#### [CHALLENGE]
Select every line in the records below that contains the word "pillow" and copy each one out.
____ GIVEN DATA
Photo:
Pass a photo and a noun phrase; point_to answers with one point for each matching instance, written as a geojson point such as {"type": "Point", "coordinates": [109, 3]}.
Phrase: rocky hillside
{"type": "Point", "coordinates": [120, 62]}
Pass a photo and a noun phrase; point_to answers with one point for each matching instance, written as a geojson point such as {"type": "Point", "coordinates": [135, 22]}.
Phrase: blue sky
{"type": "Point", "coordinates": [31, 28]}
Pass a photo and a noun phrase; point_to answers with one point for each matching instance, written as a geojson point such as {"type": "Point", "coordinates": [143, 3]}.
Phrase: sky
________
____ GIVEN DATA
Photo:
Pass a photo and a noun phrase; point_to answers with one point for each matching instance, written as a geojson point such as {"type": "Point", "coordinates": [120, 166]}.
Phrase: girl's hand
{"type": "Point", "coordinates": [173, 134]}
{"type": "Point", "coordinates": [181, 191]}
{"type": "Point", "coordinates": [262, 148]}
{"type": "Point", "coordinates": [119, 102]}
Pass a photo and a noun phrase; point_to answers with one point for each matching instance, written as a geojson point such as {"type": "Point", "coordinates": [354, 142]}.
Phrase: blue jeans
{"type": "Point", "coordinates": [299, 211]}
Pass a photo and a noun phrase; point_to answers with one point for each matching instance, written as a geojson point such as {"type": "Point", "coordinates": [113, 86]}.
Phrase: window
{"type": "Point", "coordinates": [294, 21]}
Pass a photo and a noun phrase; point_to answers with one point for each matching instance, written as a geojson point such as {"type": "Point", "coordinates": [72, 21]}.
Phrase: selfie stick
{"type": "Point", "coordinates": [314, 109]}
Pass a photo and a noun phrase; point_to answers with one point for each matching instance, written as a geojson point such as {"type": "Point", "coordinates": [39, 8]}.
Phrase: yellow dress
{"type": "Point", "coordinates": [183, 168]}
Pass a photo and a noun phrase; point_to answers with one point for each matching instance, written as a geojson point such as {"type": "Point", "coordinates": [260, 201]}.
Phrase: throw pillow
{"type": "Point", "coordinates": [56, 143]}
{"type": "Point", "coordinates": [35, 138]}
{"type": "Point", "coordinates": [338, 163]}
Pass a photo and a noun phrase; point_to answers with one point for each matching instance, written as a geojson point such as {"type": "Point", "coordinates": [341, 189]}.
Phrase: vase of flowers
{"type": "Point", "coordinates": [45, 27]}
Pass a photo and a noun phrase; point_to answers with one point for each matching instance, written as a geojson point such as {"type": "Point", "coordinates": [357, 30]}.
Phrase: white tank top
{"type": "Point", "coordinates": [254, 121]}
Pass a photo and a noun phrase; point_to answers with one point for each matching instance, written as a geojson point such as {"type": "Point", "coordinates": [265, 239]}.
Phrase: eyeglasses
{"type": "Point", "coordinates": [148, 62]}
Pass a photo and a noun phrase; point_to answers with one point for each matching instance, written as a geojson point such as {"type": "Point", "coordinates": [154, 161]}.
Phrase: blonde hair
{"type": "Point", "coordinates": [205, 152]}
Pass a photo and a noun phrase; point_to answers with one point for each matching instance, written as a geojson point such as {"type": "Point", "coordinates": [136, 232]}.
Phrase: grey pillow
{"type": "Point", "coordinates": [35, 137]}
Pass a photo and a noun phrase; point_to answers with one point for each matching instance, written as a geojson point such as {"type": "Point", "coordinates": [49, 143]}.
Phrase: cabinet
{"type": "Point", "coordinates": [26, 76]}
________
#### [RESULT FOR THIS TASK]
Phrase: throw pillow
Phrase: grey pillow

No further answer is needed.